#### CONSEGNA SCRITTA A
Secondo l'estratto, a quale filosofo si richiama Giuliano Amato per distinguere la scienza dalla tecnica?

#### ESTRATTO DELLA PAGINA
Preoccupato di ritagliare per la scienza uno spazio di libertà, Giuliano Amato ricorre alla distinzione che fa Hans Jonas tra la scienza, “volta esclusivamente a conoscere la realtà che ci circonda”, e la “non scienza ma tecnica, volta invece a introdurre mutamenti nella realtà”; o a quella tra homo sapiens e homo faber, che il filosofo tedesco vede distinti pur riconoscendo che primo “lavora in genere in funzione” del secondo.

Sono però entrambe distinzioni che non reggono all’analisi. Senza l’homo faber l’homo sapiens non avrebbe mai potuto raggiungere il suo “risultato scientifico nuovo”. Vale sul piano empirico: sono rari i casi di esperimenti mentali, del tipo di quello sull’effetto fotoelettrico, il primo dei paper del 1905, quello che valse il Nobel a Einstein. Vale sul piano epistemologico: giacchè anch’egli si valse di fatti sperimentalmente provati da altri. Vale sul piano economico: la previsione di uno sfruttamento industriale è il motore potente che spinge la ricerca scientifica.

#### CONSEGNA SCRITTA B
Inserisca in una tabella Markdown, con le colonne «N.» e «Testo», le righe dell'elenco dalla riga che contiene "water and record the pixel coordinates." fino alla fine dell'elenco, estremi compresi. Tralasci le righe vuote e numeri ciascuna riga.

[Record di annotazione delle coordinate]
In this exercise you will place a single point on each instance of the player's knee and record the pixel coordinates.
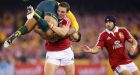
(76, 37)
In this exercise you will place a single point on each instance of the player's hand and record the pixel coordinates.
(132, 50)
(87, 49)
(9, 41)
(30, 12)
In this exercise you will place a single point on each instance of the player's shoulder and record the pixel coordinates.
(103, 33)
(122, 28)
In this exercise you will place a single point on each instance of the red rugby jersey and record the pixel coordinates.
(63, 43)
(115, 45)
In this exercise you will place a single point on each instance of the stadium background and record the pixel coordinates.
(26, 56)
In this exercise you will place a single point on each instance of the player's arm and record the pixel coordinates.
(133, 48)
(61, 31)
(131, 39)
(75, 25)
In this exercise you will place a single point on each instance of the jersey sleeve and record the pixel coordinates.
(100, 41)
(74, 22)
(39, 9)
(127, 34)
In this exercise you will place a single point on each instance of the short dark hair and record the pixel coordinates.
(65, 4)
(110, 18)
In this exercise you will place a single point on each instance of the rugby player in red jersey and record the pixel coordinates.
(113, 38)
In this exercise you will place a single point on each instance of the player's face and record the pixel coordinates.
(109, 25)
(62, 11)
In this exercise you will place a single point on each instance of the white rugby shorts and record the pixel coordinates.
(60, 58)
(131, 67)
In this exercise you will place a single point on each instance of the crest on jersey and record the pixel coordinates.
(121, 35)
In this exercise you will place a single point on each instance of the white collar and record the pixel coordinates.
(116, 30)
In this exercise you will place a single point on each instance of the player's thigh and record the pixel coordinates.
(136, 72)
(70, 69)
(49, 68)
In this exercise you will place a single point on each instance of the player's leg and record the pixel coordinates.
(122, 70)
(68, 62)
(126, 72)
(49, 68)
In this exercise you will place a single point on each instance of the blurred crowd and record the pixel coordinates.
(30, 48)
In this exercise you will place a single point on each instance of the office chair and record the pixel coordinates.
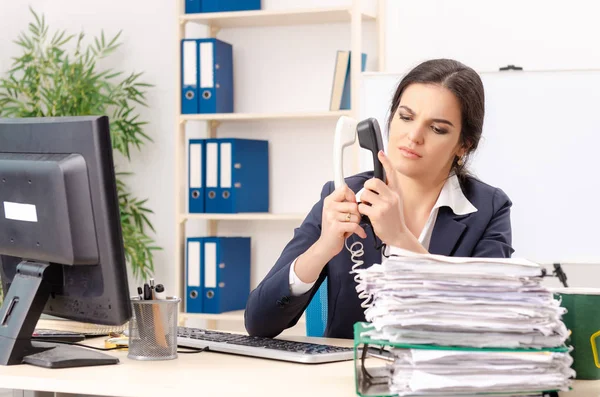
(316, 312)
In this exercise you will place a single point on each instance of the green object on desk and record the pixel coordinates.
(582, 319)
(373, 380)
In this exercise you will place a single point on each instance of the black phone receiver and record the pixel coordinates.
(369, 137)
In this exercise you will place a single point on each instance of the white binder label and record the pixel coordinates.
(226, 165)
(210, 265)
(189, 63)
(20, 212)
(195, 165)
(206, 65)
(194, 264)
(212, 168)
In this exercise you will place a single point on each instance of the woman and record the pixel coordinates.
(428, 204)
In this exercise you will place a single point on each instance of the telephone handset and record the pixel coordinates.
(369, 137)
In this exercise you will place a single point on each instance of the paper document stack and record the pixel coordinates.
(464, 326)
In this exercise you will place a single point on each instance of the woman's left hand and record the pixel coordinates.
(386, 210)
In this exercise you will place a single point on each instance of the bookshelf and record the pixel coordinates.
(267, 17)
(355, 14)
(264, 116)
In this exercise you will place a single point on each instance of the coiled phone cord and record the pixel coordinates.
(356, 250)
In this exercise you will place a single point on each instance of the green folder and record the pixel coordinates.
(373, 381)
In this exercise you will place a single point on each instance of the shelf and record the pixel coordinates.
(262, 116)
(274, 17)
(244, 217)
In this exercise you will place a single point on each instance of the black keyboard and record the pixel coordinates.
(255, 346)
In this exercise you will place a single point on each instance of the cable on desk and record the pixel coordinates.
(192, 350)
(79, 344)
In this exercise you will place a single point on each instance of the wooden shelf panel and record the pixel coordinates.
(274, 17)
(245, 216)
(263, 116)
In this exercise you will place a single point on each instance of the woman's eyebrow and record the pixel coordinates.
(409, 110)
(444, 121)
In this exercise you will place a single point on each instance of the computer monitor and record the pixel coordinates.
(61, 245)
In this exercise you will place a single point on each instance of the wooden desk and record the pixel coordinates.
(205, 374)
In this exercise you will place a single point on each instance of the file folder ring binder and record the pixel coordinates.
(196, 175)
(237, 175)
(229, 5)
(206, 76)
(215, 75)
(189, 77)
(217, 274)
(193, 275)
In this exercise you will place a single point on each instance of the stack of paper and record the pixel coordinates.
(468, 325)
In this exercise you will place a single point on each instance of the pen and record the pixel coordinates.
(159, 292)
(147, 292)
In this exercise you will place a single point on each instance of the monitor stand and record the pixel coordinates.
(20, 312)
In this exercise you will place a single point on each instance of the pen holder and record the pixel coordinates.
(153, 329)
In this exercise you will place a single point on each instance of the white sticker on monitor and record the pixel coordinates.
(20, 212)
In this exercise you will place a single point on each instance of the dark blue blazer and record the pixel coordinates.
(271, 308)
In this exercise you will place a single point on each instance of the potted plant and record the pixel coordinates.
(48, 80)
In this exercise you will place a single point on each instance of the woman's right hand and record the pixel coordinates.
(340, 219)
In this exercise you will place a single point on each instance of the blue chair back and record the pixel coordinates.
(316, 312)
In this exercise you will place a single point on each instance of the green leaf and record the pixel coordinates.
(51, 78)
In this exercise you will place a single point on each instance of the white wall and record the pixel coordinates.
(290, 68)
(534, 34)
(486, 35)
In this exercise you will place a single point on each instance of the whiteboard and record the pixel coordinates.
(541, 145)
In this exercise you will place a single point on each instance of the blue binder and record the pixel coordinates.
(226, 275)
(196, 176)
(194, 290)
(193, 6)
(237, 175)
(215, 76)
(229, 5)
(189, 76)
(346, 93)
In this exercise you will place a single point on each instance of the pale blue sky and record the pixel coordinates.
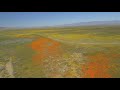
(33, 19)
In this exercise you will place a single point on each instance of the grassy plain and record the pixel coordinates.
(91, 51)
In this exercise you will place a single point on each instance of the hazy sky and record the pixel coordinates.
(31, 19)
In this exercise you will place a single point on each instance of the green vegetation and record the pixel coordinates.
(85, 40)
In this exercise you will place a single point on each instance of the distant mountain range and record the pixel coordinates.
(115, 22)
(92, 23)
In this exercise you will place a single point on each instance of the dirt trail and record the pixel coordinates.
(9, 68)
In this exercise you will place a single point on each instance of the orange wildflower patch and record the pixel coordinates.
(45, 47)
(97, 68)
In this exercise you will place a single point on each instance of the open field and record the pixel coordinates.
(81, 52)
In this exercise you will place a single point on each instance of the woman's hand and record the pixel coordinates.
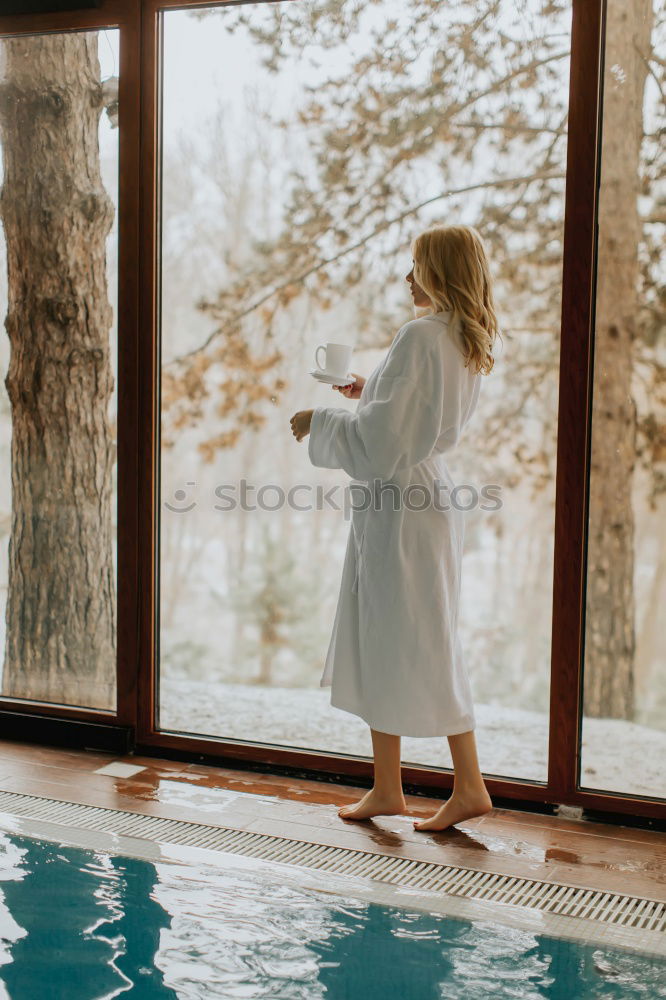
(354, 389)
(300, 424)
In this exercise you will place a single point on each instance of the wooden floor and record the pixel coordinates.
(578, 852)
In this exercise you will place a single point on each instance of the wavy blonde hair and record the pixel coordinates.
(451, 266)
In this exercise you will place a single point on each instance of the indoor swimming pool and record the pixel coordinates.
(79, 924)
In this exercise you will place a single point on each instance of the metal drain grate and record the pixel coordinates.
(564, 900)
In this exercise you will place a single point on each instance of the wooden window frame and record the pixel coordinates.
(139, 23)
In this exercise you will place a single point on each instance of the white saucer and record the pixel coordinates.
(322, 376)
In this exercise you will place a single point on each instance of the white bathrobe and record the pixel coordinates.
(394, 656)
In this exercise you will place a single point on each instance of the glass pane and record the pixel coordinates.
(303, 147)
(624, 726)
(58, 288)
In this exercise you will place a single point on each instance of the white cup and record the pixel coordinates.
(338, 358)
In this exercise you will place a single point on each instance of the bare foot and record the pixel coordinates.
(374, 804)
(459, 807)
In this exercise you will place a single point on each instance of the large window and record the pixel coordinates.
(299, 159)
(196, 196)
(58, 401)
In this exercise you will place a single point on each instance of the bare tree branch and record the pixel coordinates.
(300, 278)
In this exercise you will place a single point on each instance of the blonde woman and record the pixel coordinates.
(394, 657)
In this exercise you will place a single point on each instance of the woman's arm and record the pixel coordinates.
(399, 426)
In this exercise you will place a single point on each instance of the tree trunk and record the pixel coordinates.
(610, 624)
(61, 611)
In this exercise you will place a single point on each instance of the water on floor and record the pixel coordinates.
(80, 924)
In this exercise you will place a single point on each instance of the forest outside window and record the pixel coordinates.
(58, 289)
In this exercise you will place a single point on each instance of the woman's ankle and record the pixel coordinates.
(388, 791)
(470, 789)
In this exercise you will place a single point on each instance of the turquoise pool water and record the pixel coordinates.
(79, 925)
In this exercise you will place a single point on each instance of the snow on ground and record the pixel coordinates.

#### RISULTATO FINALE A
A Hans Jonas.

#### RISULTATO FINALE B
| N. | Testo |
|---|---|
| 1 | In this exercise you will place a single point on each instance of the turquoise pool water and record the pixel coordinates. |
| 2 | (79, 925) |
| 3 | In this exercise you will place a single point on each instance of the snow on ground and record the pixel coordinates. |